▸ **Pasaje del documento**
------------------------------

Nuestro Dios, y de Él, ha aprendido totalmente María, es un Dios rico en
Misericordia.
Desde
siempre la figura de la madre ha sido compendio de amor y confianza para los
hijos. Desde pequeños hemos encontrado en la “madre” el refugio seguro en
nuestros momentos duros y difíciles. En la madre encontramos refugio y
confidencia, confianza, plena seguridad, protección desinteresada y palabra
alentadora.
En
María el hijo encuentra el hogar seguro; por eso acudimos a ella sin miedo,
buscamos en su regazo la sonrisa que necesitamos para dar a nuestra vida
alegría, la protección precisa para caminar con seguridad.
En
los momentos difíciles, cuando a nuestro lado todo lo vemos nublado, se hace
más palpable, más real la figura de nuestra madre María. Ella nos pide nuestro
amor de hijos, espera respuesta confiada a su amor maternal. Y nuestro amor de
hijos debe ser pleno, generoso, sin reservas, desterrando falsos recelos y
miedos: es nuestra madre.
Demostraremos
que somos buenos hijos si damos nuestro amor a tan buena madre. Pidamos a
María, Virgen del Carmen, nos ayude a ser como ella. Así sea.

------------------------------

▸ **Tareas y ejercicios**
(A) ¿Puedes reproducir el fragmento del texto sobre María empezando en "Nuestro Dios, y" y siguiendo hasta "caminar con seguridad."?
(B) Según el texto sobre María, ¿por qué acudimos a ella sin miedo? Explícalo en una a tres oraciones.

▸ **Líneas de datos**
------------------------------

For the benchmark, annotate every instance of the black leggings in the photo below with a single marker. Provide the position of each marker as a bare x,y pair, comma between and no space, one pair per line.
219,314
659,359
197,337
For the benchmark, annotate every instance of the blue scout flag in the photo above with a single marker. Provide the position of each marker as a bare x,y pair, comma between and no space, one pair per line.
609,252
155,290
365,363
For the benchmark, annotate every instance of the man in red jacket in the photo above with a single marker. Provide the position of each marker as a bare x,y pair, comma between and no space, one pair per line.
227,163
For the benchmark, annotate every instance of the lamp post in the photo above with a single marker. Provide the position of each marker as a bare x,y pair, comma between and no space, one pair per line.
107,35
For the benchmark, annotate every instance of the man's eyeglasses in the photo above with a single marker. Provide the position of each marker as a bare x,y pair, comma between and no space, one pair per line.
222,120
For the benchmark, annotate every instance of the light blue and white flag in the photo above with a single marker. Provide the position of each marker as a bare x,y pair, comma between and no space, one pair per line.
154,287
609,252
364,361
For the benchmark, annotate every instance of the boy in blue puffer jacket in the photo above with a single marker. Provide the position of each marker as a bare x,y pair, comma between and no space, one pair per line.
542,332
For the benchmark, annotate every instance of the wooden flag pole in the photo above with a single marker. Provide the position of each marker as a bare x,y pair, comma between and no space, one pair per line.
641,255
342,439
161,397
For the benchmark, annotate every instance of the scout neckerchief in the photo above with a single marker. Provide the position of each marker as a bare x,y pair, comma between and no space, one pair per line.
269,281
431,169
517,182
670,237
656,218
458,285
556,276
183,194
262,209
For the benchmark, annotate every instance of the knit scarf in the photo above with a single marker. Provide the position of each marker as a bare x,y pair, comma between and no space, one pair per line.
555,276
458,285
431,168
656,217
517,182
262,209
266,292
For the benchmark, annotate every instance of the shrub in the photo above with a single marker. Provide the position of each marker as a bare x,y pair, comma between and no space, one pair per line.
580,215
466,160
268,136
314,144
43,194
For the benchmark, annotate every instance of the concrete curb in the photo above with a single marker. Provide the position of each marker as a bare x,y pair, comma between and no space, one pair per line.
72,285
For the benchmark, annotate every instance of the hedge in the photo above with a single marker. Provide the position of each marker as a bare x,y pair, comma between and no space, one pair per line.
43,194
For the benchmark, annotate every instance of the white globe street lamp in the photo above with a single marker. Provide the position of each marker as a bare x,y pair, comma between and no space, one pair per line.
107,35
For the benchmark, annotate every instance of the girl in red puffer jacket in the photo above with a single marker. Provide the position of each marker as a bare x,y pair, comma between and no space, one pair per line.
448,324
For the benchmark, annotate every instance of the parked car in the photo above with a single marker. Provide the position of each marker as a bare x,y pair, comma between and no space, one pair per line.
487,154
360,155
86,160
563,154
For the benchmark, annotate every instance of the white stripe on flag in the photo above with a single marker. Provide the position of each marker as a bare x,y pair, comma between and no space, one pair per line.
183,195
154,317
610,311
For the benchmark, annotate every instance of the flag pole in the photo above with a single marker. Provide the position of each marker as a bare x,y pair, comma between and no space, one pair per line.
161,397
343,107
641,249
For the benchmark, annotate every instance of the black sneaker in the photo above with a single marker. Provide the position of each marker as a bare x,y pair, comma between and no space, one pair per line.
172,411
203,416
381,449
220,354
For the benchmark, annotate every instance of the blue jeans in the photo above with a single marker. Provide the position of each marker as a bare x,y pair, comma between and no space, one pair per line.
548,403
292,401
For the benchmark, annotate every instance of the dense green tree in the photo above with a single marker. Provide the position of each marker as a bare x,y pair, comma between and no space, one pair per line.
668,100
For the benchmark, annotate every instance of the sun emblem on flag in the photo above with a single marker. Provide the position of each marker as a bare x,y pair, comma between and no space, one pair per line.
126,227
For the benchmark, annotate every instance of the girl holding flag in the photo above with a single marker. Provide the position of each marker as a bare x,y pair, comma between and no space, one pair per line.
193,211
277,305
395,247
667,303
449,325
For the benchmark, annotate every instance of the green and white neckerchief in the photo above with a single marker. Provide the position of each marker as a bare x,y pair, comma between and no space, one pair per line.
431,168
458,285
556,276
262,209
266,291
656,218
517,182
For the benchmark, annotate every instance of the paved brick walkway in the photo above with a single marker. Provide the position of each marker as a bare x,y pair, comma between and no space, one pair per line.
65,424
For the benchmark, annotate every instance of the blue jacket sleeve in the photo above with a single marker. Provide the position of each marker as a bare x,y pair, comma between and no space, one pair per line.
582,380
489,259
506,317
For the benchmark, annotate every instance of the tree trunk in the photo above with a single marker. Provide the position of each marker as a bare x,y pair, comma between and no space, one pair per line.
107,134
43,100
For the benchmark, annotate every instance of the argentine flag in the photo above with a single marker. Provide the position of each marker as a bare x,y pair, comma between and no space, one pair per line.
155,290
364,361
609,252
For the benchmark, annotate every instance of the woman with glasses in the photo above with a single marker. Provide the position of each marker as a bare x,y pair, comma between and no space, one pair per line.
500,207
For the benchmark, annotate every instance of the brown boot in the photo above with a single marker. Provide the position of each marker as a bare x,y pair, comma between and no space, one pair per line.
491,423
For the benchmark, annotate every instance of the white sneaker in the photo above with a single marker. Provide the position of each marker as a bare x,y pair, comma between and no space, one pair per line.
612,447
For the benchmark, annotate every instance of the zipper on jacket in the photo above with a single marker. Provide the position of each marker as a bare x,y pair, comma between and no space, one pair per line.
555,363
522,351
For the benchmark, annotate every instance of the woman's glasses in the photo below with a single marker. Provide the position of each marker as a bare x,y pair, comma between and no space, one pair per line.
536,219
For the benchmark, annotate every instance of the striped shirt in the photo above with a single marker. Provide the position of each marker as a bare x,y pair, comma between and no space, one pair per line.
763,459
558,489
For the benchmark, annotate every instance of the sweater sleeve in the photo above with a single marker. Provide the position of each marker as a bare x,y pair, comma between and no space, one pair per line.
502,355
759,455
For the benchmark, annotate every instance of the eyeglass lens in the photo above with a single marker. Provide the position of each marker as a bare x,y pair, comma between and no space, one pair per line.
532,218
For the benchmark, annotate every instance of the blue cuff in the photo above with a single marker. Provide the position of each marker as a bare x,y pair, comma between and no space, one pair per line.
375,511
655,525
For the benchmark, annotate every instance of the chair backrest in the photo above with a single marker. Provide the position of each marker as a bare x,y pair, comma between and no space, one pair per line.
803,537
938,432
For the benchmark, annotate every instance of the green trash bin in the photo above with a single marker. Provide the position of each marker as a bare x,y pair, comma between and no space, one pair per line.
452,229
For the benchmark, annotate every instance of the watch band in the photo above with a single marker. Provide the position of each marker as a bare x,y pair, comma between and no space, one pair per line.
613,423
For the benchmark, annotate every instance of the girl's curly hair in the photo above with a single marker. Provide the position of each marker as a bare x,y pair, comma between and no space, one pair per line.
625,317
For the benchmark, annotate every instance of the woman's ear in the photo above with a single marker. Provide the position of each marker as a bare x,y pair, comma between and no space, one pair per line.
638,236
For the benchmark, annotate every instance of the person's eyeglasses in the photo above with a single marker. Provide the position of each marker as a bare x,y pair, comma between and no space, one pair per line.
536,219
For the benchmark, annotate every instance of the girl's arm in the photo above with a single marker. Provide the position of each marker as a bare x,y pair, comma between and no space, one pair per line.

------------------------------

▸ **Soluciones del ejercicio**
(A)
Nuestro Dios, y de Él, ha aprendido totalmente María, es un Dios rico en
Misericordia.
Desde
siempre la figura de la madre ha sido compendio de amor y confianza para los
hijos. Desde pequeños hemos encontrado en la “madre” el refugio seguro en
nuestros momentos duros y difíciles. En la madre encontramos refugio y
confidencia, confianza, plena seguridad, protección desinteresada y palabra
alentadora.
En
María el hijo encuentra el hogar seguro; por eso acudimos a ella sin miedo,
buscamos en su regazo la sonrisa que necesitamos para dar a nuestra vida
alegría, la protección precisa para caminar con seguridad.

(B) Acudimos a María sin miedo porque en ella el hijo encuentra el hogar seguro. Por eso buscamos en su regazo la sonrisa que necesitamos para dar alegría a nuestra vida y la protección precisa para caminar con seguridad.